• [TEXTO EM ANÁLISE]
^^^^^^^^^^^^^^^^
O "cowboy" e o "self-made man" ainda continuam a fazer maioritariamente parte do ADN norte-americano?
As eleições presidenciais nos Estados Unidos da América são muito mais do que uma opção entre Donald Trump e Joe Biden.
É um momento de teste à alma americana que se traduz na escolha entre dois caminhos: a continuação da ruptura com o paradigma falhado ou o regresso do status quo em todo o esplendor.
Trump representa a continuação da luta contra os cânones de Washington, diabolizando a chamada imprensa de referência; Biden será a reedição de um modelo de governação em que o multilateralismo é temperado pelo marketing político e influência dos serviços secretos na política.
Depois de Obama ganhar com a força de "We Can", partilhando o Mundo com as outras superpotências, Trump quer renovar o sonho de hegemonia do "Make America Great Again" que continua a embalar os norte-americanos, enquanto Biden promete o moralismo de um aliado "Of the light, not the darkness".
^^^^^^^^^^^^^^^^
• [CONTEÚDO DOS DADOS]

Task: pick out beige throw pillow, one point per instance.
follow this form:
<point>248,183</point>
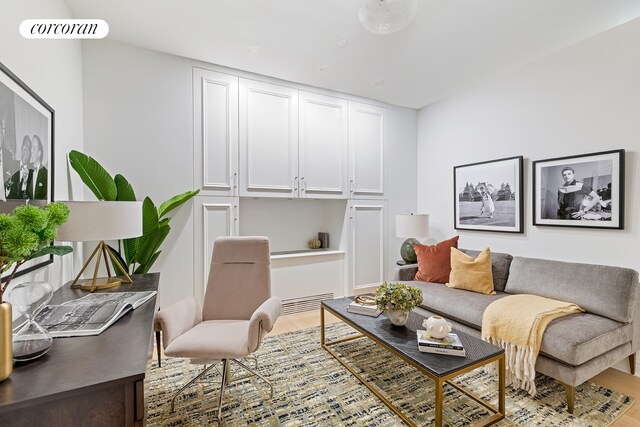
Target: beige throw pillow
<point>471,274</point>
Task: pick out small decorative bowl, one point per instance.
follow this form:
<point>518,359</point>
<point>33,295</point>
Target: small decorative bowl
<point>314,244</point>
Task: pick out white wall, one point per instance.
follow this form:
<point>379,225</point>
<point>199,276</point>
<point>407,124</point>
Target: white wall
<point>582,99</point>
<point>53,70</point>
<point>138,122</point>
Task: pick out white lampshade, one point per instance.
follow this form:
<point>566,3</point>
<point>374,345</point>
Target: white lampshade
<point>411,225</point>
<point>387,16</point>
<point>95,221</point>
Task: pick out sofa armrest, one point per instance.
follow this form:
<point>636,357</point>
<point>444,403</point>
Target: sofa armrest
<point>405,272</point>
<point>177,318</point>
<point>266,314</point>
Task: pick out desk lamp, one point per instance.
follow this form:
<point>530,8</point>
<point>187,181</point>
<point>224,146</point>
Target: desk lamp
<point>100,221</point>
<point>411,226</point>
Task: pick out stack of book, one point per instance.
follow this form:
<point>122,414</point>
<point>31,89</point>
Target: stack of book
<point>367,309</point>
<point>450,345</point>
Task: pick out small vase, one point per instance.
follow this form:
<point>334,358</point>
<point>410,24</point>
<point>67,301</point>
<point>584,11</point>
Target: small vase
<point>398,317</point>
<point>6,356</point>
<point>32,340</point>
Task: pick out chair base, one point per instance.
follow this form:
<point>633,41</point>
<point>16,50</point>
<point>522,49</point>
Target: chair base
<point>225,381</point>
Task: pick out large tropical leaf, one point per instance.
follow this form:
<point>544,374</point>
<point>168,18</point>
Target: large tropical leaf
<point>175,201</point>
<point>125,190</point>
<point>150,243</point>
<point>93,175</point>
<point>149,216</point>
<point>53,250</point>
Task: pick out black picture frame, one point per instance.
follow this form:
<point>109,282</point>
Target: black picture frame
<point>25,120</point>
<point>561,203</point>
<point>488,196</point>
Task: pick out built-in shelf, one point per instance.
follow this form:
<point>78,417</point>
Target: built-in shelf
<point>304,253</point>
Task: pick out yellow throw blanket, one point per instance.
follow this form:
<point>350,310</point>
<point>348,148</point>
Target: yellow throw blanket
<point>516,323</point>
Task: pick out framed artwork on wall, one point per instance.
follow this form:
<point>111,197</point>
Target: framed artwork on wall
<point>586,190</point>
<point>488,196</point>
<point>26,151</point>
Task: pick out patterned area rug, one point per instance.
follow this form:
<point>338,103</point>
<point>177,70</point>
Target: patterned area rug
<point>313,389</point>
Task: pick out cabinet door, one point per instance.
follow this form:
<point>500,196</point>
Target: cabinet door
<point>268,140</point>
<point>323,146</point>
<point>366,152</point>
<point>213,217</point>
<point>366,244</point>
<point>215,132</point>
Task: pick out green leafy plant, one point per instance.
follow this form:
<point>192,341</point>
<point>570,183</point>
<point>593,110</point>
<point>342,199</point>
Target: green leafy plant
<point>140,253</point>
<point>398,296</point>
<point>27,233</point>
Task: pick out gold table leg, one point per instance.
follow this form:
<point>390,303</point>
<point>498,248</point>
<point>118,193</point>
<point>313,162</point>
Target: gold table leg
<point>499,413</point>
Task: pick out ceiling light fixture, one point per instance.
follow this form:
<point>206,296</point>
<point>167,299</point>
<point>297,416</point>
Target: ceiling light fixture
<point>387,16</point>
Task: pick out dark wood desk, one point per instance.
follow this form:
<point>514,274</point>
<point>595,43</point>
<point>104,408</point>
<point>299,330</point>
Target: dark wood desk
<point>86,381</point>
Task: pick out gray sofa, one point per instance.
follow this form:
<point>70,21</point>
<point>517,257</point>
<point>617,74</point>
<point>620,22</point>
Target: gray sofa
<point>574,348</point>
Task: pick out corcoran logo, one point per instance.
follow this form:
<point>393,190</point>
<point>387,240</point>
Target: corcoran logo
<point>64,29</point>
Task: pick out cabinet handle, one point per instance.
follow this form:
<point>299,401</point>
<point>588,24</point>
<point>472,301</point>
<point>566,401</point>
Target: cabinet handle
<point>234,183</point>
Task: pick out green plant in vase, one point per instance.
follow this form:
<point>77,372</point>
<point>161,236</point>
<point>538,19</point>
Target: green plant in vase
<point>26,233</point>
<point>140,253</point>
<point>397,300</point>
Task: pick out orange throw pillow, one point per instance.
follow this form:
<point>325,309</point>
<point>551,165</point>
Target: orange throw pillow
<point>434,261</point>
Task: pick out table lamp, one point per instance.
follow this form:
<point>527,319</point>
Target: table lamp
<point>100,221</point>
<point>411,226</point>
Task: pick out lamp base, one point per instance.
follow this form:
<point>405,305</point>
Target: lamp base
<point>100,283</point>
<point>406,251</point>
<point>96,283</point>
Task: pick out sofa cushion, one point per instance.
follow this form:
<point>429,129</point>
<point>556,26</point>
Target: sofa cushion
<point>471,274</point>
<point>599,289</point>
<point>500,264</point>
<point>577,338</point>
<point>434,261</point>
<point>455,304</point>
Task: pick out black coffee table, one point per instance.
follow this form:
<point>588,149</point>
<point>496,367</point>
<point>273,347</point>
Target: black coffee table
<point>401,341</point>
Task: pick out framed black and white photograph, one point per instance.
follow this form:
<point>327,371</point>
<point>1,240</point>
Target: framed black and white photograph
<point>488,196</point>
<point>585,190</point>
<point>26,150</point>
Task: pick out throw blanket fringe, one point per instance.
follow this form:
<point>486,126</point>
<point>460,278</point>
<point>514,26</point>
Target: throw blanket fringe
<point>516,323</point>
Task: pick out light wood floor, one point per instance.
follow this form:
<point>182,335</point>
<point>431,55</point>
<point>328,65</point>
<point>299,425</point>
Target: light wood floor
<point>611,378</point>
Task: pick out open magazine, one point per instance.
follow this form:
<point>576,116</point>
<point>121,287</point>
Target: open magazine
<point>91,314</point>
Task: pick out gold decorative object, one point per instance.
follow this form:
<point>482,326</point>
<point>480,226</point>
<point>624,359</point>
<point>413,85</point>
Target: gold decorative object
<point>100,221</point>
<point>314,244</point>
<point>6,353</point>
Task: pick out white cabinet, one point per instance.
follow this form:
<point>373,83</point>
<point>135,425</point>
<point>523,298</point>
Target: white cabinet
<point>215,132</point>
<point>292,144</point>
<point>268,140</point>
<point>213,217</point>
<point>366,151</point>
<point>367,228</point>
<point>322,150</point>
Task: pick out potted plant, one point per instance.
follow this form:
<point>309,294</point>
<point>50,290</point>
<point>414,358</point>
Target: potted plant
<point>397,300</point>
<point>25,233</point>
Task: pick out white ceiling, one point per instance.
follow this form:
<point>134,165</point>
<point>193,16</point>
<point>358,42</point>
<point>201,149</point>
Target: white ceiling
<point>450,45</point>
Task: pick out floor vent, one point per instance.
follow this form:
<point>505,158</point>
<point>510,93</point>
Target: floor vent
<point>309,303</point>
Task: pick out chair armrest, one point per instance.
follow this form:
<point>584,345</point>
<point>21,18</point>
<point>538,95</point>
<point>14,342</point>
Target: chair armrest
<point>177,318</point>
<point>267,314</point>
<point>405,272</point>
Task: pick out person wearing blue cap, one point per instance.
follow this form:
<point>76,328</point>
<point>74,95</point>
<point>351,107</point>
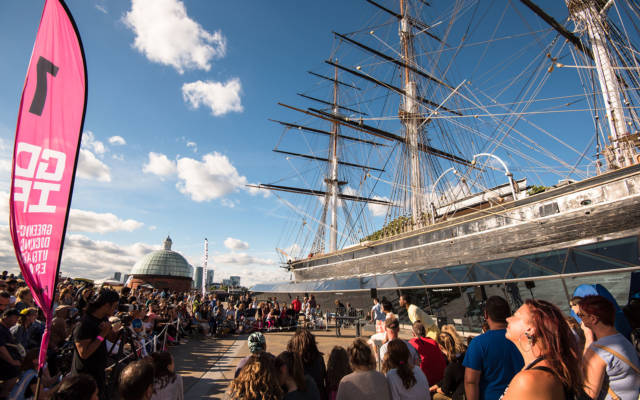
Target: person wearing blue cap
<point>607,352</point>
<point>257,344</point>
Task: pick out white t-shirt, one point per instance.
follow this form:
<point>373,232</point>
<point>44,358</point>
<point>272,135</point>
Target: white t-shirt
<point>420,390</point>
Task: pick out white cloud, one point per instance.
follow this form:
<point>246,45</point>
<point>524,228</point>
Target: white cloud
<point>378,210</point>
<point>212,178</point>
<point>165,34</point>
<point>251,275</point>
<point>89,167</point>
<point>117,140</point>
<point>81,220</point>
<point>160,165</point>
<point>89,142</point>
<point>241,259</point>
<point>228,203</point>
<point>220,98</point>
<point>82,256</point>
<point>235,244</point>
<point>89,221</point>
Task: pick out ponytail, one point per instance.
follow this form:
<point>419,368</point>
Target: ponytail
<point>397,357</point>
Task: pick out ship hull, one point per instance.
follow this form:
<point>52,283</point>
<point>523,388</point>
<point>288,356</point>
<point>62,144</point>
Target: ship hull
<point>542,246</point>
<point>587,218</point>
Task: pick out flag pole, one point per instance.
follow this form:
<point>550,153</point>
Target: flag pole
<point>28,270</point>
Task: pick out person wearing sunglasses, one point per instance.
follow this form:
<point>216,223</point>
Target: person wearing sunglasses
<point>608,354</point>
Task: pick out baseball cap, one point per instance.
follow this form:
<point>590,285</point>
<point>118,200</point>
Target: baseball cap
<point>257,342</point>
<point>391,323</point>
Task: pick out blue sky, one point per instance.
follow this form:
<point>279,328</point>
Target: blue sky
<point>176,124</point>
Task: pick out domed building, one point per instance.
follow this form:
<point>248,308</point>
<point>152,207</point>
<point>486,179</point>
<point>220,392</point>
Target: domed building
<point>163,269</point>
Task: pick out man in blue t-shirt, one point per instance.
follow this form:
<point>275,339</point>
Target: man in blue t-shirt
<point>491,360</point>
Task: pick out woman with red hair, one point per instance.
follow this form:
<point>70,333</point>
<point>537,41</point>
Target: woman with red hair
<point>611,354</point>
<point>550,351</point>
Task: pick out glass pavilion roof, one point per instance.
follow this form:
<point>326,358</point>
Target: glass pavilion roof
<point>163,262</point>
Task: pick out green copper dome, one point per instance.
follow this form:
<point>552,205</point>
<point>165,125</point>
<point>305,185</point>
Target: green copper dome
<point>163,262</point>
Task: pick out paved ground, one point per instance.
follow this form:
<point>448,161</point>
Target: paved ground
<point>207,364</point>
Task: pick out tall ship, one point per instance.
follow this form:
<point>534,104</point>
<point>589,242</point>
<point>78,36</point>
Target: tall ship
<point>458,149</point>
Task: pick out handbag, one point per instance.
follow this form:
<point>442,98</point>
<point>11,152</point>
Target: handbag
<point>622,358</point>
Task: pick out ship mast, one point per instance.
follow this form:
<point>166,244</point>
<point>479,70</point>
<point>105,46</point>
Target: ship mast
<point>410,116</point>
<point>333,181</point>
<point>591,15</point>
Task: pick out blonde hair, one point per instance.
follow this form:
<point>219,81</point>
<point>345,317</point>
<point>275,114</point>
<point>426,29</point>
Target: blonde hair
<point>461,345</point>
<point>257,380</point>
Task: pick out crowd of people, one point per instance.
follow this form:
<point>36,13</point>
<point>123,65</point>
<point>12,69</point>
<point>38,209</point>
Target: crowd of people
<point>95,333</point>
<point>108,344</point>
<point>536,352</point>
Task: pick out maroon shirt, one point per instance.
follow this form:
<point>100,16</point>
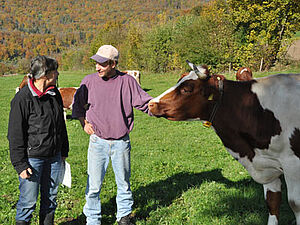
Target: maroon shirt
<point>111,103</point>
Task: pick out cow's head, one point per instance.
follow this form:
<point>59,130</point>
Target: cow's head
<point>191,98</point>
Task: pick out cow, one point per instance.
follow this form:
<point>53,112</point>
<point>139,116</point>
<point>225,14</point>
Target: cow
<point>135,73</point>
<point>243,74</point>
<point>258,122</point>
<point>67,94</point>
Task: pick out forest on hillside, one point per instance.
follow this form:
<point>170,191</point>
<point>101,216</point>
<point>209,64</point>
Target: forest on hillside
<point>151,35</point>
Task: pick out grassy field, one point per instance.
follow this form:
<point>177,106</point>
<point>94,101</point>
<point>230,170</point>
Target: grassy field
<point>181,173</point>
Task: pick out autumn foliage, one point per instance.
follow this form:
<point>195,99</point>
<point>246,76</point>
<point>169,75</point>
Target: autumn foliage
<point>151,35</point>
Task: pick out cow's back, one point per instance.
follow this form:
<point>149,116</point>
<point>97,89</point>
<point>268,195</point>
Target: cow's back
<point>281,95</point>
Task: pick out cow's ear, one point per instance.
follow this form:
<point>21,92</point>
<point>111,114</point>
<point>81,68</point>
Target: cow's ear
<point>215,79</point>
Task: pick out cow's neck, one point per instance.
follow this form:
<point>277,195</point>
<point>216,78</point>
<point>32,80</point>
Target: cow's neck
<point>241,122</point>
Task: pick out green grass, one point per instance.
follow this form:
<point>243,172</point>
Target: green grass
<point>181,173</point>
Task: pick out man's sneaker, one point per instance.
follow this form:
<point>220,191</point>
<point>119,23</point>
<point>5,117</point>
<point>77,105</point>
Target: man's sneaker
<point>125,220</point>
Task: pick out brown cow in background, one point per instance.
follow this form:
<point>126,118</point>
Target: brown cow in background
<point>244,74</point>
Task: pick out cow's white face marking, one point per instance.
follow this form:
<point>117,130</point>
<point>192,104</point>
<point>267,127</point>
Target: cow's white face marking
<point>192,76</point>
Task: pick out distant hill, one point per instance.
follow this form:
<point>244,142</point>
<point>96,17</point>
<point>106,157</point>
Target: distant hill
<point>31,27</point>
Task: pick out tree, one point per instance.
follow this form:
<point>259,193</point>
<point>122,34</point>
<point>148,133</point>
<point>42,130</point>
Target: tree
<point>264,25</point>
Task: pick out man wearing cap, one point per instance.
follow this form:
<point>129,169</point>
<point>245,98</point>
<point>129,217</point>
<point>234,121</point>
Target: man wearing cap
<point>110,96</point>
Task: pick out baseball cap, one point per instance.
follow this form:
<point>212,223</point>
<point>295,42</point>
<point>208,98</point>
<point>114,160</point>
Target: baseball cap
<point>105,53</point>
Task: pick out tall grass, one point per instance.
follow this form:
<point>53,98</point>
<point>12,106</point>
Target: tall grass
<point>181,173</point>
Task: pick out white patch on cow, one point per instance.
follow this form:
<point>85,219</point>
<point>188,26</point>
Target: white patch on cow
<point>192,76</point>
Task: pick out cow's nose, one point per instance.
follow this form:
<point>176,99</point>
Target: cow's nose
<point>151,105</point>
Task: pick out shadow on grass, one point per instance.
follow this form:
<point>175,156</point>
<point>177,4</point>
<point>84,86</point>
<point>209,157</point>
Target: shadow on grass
<point>162,193</point>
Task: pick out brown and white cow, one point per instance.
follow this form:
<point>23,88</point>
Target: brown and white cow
<point>258,122</point>
<point>67,94</point>
<point>244,74</point>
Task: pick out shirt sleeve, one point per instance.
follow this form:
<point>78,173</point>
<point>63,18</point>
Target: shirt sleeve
<point>64,133</point>
<point>17,136</point>
<point>80,103</point>
<point>140,98</point>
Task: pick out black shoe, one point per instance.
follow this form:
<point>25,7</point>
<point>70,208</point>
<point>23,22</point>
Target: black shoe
<point>47,219</point>
<point>125,220</point>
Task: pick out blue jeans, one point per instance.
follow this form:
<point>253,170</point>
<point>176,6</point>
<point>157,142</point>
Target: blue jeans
<point>46,177</point>
<point>99,153</point>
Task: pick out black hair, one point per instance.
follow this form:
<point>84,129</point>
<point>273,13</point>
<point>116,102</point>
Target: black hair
<point>41,65</point>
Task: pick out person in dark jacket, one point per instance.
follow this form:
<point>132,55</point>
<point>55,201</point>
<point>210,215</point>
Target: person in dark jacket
<point>38,141</point>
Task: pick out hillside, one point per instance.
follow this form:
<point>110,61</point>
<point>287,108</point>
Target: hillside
<point>31,27</point>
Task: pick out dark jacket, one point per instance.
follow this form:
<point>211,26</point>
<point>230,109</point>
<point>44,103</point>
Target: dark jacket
<point>36,128</point>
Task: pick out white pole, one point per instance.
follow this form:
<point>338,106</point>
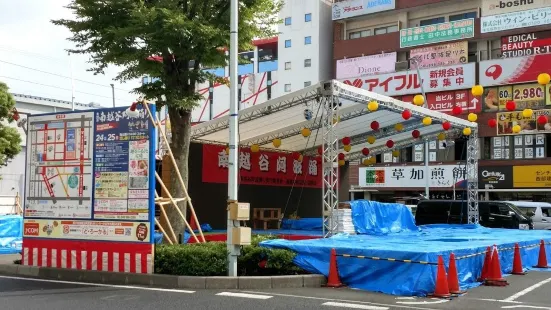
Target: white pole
<point>233,166</point>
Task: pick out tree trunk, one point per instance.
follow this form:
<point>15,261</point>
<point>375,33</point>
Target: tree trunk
<point>180,123</point>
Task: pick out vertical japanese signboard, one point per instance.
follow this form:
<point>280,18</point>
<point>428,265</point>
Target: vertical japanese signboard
<point>90,191</point>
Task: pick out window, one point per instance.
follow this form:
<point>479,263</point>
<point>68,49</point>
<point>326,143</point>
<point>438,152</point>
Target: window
<point>432,21</point>
<point>462,16</point>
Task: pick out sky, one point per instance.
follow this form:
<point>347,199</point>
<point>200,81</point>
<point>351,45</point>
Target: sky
<point>34,60</point>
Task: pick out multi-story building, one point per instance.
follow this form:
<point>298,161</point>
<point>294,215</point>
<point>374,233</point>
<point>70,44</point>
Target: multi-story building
<point>454,45</point>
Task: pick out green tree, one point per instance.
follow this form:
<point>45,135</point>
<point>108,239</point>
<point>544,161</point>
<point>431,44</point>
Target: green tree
<point>10,140</point>
<point>188,35</point>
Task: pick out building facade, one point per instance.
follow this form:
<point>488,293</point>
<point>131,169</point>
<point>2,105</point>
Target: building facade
<point>453,45</point>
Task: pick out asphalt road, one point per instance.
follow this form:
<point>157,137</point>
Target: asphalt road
<point>524,292</point>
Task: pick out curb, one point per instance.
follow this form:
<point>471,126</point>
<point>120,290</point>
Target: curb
<point>165,281</point>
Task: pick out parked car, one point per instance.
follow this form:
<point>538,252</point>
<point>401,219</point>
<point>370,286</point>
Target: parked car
<point>492,214</point>
<point>539,212</point>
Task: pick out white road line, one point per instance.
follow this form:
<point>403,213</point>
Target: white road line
<point>527,290</point>
<point>243,295</point>
<point>102,285</point>
<point>353,306</point>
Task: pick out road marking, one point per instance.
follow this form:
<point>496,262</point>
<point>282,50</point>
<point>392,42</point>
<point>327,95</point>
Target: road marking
<point>353,306</point>
<point>243,295</point>
<point>527,290</point>
<point>101,285</point>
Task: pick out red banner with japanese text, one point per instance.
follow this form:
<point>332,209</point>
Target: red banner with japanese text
<point>262,168</point>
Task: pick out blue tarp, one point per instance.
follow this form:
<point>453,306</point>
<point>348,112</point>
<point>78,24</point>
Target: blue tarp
<point>11,234</point>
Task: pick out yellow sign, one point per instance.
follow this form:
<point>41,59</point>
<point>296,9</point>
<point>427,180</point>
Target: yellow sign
<point>87,230</point>
<point>531,176</point>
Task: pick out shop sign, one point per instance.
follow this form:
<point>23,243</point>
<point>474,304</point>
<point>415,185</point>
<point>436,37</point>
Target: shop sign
<point>262,168</point>
<point>516,20</point>
<point>352,8</point>
<point>495,177</point>
<point>527,44</point>
<point>441,55</point>
<point>430,34</point>
<point>532,176</point>
<point>506,121</point>
<point>366,65</point>
<point>442,176</point>
<point>512,70</point>
<point>407,82</point>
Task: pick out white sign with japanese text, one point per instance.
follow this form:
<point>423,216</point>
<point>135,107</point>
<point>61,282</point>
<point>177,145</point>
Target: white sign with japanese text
<point>407,82</point>
<point>515,20</point>
<point>442,176</point>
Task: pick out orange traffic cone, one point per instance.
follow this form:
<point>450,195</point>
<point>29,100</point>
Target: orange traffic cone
<point>453,278</point>
<point>495,278</point>
<point>333,279</point>
<point>442,289</point>
<point>542,258</point>
<point>517,262</point>
<point>486,266</point>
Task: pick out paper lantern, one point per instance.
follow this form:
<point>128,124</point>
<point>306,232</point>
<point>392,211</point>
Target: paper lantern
<point>544,78</point>
<point>457,110</point>
<point>372,106</point>
<point>477,90</point>
<point>511,106</point>
<point>418,100</point>
<point>427,121</point>
<point>406,114</point>
<point>375,125</point>
<point>347,148</point>
<point>346,140</point>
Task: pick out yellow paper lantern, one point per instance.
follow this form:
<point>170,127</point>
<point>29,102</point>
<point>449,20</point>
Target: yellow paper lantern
<point>477,90</point>
<point>427,121</point>
<point>373,106</point>
<point>544,78</point>
<point>418,100</point>
<point>371,139</point>
<point>347,148</point>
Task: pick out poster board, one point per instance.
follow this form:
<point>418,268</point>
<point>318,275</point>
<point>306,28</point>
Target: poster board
<point>89,191</point>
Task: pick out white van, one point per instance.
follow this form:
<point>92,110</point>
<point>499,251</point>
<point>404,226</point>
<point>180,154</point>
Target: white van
<point>539,212</point>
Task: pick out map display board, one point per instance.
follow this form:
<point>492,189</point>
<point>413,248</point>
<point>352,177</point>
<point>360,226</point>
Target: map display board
<point>90,187</point>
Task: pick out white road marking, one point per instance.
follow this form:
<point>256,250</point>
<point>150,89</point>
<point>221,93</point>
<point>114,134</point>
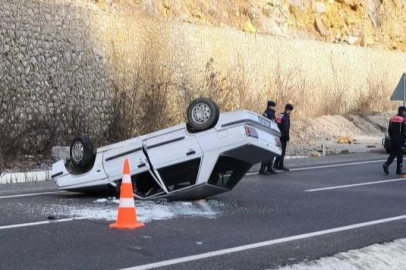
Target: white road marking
<point>263,244</point>
<point>330,166</point>
<point>30,194</point>
<point>357,185</point>
<point>40,223</point>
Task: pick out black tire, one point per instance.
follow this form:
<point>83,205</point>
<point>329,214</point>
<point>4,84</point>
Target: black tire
<point>202,114</point>
<point>81,152</point>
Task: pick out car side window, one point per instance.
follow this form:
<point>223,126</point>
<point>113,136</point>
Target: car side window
<point>228,172</point>
<point>180,175</point>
^^^^^^^^^^^^^^^^
• [CONJUNTO DE TAREFAS]
- 1) Traduza para inglês esta frase do texto sobre as eleições presidenciais norte-americanas: "As eleições presidenciais nos Estados Unidos da América são muito mais do que uma opção entre Donald Trump e Joe Biden."
- 2) Prossiga o texto sobre as eleições presidenciais norte-americanas a partir do ponto em que ele termina.

• [LISTA DE RESPOSTAS]
- 1) The presidential elections in the United States of America are much more than a choice between Donald Trump and Joe Biden.

- 2)
E, goste-se ou não, deste lado do continente europeu, o errático Trump personifica melhor a imagem do "American way of life" que fez dos Estados Unidos da América a maior potência do mundo.
Mas esta eleição é também a renovação da "eterna" questão da emigração: por um lado, o fecho de fronteiras cruel; por outro lado, a alternativa de abertura para a exploração selvagem da mão-de-obra barata.
Também a questão racial pode, finalmente, fazer a diferença, numa realidade pós-Floyd, se ultrapassado o tradicional voto de abstenção ou em branco dos negros.
Para perceber o que está em jogo neste acto eleitoral, em que os latinos também podem sonhar, é preciso não esquecer a realidade de mais de 40 milhões de pobres, bem como de mais 140 milhões de cidadãos que admitem ter um rendimento insuficiente para pagar suas contas.
A vitória de Trump ou de Biden é ainda muito mais: de um lado, a arrogância da aposta na economia e no individualismo; do outro, a moderação que dá atenção à pandemia e ao colectivo.
Salvaguardas as devidas diferenças, a divisão brutal instalada não é assim tão diferente daquela que começa a emergir na Europa, decorrido quase um ano da descoberta da Covid.
No contexto de crise económica, os próximos actos eleitorais europeus também serão marcados por fracturas que ultrapassam a razão, a ideologia e a humanidade.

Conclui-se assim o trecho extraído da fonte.